▼
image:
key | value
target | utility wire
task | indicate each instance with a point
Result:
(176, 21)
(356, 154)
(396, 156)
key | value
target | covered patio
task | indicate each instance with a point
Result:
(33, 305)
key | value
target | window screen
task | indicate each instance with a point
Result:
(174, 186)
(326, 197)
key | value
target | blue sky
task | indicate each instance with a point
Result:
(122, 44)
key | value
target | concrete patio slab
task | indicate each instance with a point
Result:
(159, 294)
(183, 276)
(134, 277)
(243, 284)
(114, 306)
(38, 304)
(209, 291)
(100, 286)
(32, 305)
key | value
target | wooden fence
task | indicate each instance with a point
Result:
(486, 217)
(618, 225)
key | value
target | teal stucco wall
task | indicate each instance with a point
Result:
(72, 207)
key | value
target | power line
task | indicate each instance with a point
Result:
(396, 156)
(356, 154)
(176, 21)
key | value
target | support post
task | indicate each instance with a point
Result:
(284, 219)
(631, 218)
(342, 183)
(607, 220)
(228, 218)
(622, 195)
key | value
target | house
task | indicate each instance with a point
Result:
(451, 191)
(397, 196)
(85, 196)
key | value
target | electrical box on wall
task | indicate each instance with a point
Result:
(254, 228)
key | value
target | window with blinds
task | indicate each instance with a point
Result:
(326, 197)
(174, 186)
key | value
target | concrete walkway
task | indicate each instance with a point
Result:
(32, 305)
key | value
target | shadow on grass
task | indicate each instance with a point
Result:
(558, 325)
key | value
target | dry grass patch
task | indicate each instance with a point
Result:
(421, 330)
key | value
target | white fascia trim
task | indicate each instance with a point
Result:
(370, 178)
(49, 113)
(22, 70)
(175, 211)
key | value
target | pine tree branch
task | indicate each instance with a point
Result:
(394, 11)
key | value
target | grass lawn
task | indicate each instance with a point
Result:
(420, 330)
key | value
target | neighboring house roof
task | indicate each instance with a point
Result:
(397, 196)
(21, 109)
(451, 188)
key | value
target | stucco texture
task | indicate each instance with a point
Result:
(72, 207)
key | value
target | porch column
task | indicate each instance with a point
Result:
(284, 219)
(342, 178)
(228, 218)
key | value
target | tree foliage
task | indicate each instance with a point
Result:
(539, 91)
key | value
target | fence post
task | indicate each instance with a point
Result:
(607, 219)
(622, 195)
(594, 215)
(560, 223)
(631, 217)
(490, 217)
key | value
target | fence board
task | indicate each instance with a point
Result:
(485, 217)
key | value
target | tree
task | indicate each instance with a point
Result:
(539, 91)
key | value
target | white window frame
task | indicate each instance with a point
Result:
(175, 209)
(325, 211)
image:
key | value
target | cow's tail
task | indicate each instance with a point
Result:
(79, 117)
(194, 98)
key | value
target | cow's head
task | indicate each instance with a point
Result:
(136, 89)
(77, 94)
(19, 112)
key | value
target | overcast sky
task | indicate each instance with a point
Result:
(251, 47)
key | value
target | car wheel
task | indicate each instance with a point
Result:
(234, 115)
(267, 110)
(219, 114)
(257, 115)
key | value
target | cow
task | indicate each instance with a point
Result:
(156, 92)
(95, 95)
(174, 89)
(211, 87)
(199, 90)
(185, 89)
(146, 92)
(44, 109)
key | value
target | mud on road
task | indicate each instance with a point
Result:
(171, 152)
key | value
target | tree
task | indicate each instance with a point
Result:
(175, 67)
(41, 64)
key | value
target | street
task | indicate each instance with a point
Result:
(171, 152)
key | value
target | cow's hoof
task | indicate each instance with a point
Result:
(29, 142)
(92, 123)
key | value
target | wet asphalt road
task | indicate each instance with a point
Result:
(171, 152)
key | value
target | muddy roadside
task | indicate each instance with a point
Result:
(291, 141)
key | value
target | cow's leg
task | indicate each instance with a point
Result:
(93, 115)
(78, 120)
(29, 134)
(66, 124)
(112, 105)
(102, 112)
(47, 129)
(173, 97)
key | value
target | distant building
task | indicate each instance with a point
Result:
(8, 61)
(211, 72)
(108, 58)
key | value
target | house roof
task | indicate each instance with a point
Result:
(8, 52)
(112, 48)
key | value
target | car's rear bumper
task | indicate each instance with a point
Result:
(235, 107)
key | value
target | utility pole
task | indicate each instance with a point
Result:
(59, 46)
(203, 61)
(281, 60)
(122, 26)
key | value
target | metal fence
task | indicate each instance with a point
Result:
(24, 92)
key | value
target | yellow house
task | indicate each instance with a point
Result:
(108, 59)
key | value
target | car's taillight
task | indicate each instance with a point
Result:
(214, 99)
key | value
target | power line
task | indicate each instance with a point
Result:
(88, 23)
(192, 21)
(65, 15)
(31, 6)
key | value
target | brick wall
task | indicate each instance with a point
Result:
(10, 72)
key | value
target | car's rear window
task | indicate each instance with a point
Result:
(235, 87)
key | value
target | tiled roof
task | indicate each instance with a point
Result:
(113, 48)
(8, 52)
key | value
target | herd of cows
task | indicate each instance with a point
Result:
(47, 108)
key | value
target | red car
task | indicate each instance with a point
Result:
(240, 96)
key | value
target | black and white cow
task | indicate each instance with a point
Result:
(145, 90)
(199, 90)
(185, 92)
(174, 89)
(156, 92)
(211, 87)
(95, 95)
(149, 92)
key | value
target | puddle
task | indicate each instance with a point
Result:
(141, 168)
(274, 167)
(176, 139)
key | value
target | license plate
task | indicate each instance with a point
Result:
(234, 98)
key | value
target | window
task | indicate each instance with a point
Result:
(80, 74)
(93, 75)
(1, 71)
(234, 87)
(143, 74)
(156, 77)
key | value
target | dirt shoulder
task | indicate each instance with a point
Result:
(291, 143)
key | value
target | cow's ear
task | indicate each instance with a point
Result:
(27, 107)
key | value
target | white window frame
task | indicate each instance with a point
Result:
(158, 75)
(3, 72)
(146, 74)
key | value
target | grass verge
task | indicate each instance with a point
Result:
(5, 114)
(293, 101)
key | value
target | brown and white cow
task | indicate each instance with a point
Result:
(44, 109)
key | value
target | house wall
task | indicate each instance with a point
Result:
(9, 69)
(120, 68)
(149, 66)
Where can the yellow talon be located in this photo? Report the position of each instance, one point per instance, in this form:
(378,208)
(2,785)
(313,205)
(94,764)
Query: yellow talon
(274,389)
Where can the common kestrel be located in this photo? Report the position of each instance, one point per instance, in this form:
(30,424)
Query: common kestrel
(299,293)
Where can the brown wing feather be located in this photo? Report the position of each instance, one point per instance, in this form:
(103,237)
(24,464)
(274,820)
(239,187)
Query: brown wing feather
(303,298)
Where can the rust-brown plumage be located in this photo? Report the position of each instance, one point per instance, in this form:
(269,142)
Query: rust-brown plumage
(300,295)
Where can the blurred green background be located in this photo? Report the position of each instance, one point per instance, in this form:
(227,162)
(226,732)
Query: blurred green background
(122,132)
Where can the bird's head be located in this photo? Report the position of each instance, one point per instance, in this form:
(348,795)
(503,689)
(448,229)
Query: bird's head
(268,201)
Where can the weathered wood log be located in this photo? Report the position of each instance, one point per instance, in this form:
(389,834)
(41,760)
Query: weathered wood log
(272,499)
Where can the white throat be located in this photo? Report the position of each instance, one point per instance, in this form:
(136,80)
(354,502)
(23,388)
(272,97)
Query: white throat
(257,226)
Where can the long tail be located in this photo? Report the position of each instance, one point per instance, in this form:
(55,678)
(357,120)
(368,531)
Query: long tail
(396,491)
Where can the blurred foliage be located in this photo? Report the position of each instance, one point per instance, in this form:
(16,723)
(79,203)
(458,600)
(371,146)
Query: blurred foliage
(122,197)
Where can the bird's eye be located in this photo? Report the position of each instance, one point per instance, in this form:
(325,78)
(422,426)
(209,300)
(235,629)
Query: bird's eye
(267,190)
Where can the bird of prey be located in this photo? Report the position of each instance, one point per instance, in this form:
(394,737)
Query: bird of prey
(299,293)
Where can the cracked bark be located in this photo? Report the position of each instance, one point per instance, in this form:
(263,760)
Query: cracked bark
▲
Where the word "patio" occurs in a line of the records, copy that line.

target | covered patio
target | concrete patio slab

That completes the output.